Extract provided
He said rotators, and may be meaning rotors. We should probably clarify which he is using.


----------



## mstrlucky74 (Jun 4, 2020)

SCGrassMan said:


> Utk03analyst said:
> 
> 
> > When in doubt check Orbit out. The orbit website has a free online design tool that should give you ideals. I'm not sure how many GPM's your system has or your psi. But to get a PGP Ultra to throw 45 feet you need an 8 gpm nozzle and at least 45 psi. https://www.hunterindustries.com/sites/default/files/IC_I20_dom.pdf
> ...


So how would I know?


----------



## Utk03analyst (Jun 8, 2019)

mstrlucky74 said:


> SCGrassMan said:
> 
> 
> > Utk03analyst said:
> ...

Material shown
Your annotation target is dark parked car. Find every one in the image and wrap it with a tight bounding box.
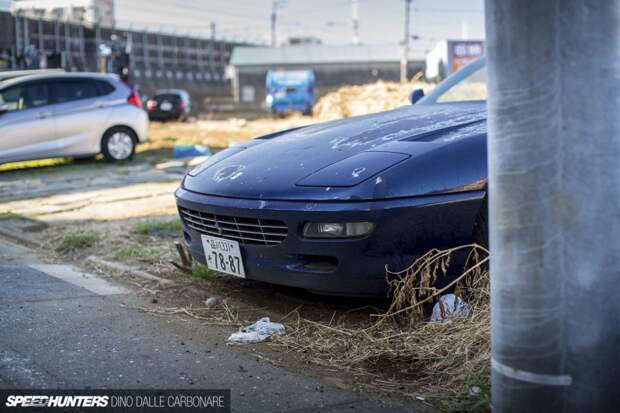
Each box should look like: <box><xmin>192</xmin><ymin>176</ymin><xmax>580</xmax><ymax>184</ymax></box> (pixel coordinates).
<box><xmin>176</xmin><ymin>60</ymin><xmax>487</xmax><ymax>295</ymax></box>
<box><xmin>146</xmin><ymin>89</ymin><xmax>192</xmax><ymax>122</ymax></box>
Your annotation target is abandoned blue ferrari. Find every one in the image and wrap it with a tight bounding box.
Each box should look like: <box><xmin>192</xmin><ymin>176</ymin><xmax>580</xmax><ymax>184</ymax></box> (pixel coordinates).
<box><xmin>176</xmin><ymin>59</ymin><xmax>487</xmax><ymax>296</ymax></box>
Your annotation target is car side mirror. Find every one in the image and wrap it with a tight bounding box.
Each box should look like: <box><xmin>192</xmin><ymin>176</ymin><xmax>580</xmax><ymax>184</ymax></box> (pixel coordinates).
<box><xmin>409</xmin><ymin>89</ymin><xmax>424</xmax><ymax>105</ymax></box>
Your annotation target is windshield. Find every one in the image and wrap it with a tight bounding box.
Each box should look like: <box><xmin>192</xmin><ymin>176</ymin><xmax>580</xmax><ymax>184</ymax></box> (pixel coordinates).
<box><xmin>418</xmin><ymin>57</ymin><xmax>487</xmax><ymax>104</ymax></box>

Written instruction 1
According to the sprinkler forum thread, what nozzle size and minimum pressure does a PGP Ultra need to throw 45 feet?
Written instruction 2
Repeat the sprinkler forum thread from "## mstrlucky74 (Jun" to "would I know?".
Written instruction 3
Pick up the sprinkler forum thread after its last line and keep writing it.
The listing is not needed for this work.

Task output 1
An 8 gpm nozzle and at least 45 psi.

Task output 2
## mstrlucky74 (Jun 4, 2020)

SCGrassMan said:


> Utk03analyst said:
> 
> 
> > When in doubt check Orbit out. The orbit website has a free online design tool that should give you ideals. I'm not sure how many GPM's your system has or your psi. But to get a PGP Ultra to throw 45 feet you need an 8 gpm nozzle and at least 45 psi. https://www.hunterindustries.com/sites/default/files/IC_I20_dom.pdf
> ...


So how would I know?

Task output 3
I assumed the distance was 35 feet and you mentioned "Ultra" you had PGP Ultra's "Rotors", Rotor's shoot out one stream of water while rotators shoot out multiple streams of water at once and pictures would be helpful as well.


----------



## SCGrassMan (Dec 17, 2017)

@mstrlucky74 it will be labeled. Or, if the irrigation installer can't tell you which he means, definitely don't hire him. Most of us here (I think) have the MP Rotators. You need more heads, but they make bigger droplets so they use less water overall.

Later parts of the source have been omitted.